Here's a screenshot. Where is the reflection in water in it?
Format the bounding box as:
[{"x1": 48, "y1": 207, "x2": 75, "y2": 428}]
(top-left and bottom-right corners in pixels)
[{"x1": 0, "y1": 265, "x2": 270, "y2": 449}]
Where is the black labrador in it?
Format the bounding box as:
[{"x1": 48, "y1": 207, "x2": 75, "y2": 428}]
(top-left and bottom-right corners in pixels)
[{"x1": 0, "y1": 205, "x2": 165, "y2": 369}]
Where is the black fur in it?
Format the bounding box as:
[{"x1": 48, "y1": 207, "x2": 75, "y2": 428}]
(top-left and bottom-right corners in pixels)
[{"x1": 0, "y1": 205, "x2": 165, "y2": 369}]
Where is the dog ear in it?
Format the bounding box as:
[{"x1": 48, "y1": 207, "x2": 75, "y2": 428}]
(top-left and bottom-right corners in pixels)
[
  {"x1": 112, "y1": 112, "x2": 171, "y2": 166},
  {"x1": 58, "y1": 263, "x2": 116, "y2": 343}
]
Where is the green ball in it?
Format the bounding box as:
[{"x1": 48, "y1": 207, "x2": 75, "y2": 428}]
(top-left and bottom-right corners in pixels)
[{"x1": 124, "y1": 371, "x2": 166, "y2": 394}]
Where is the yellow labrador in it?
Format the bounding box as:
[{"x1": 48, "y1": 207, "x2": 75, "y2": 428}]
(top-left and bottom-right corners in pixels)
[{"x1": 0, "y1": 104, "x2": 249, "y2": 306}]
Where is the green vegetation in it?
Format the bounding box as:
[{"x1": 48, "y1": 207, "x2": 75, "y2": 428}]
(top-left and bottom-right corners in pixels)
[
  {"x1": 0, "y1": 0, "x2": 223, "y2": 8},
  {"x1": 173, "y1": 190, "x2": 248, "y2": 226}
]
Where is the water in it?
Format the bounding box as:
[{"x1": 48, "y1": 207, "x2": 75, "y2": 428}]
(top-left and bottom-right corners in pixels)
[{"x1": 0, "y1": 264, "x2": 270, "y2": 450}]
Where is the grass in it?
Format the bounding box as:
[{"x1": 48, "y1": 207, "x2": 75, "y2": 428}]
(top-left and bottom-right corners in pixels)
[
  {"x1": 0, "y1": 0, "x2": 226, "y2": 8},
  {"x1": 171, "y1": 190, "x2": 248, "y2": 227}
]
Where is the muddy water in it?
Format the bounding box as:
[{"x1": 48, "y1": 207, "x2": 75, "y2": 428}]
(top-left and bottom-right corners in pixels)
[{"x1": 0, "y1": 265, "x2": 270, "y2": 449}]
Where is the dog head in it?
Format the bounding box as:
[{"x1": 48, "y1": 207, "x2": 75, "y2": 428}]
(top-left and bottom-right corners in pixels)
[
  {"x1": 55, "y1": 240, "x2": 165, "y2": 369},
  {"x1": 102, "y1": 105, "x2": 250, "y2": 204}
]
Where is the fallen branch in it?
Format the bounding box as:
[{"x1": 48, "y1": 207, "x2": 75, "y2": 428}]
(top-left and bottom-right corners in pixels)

────────────────────

◆ What is being asked ◆
Count the lines above that contain the string "water", and give only the number.

◆ Written response ◆
3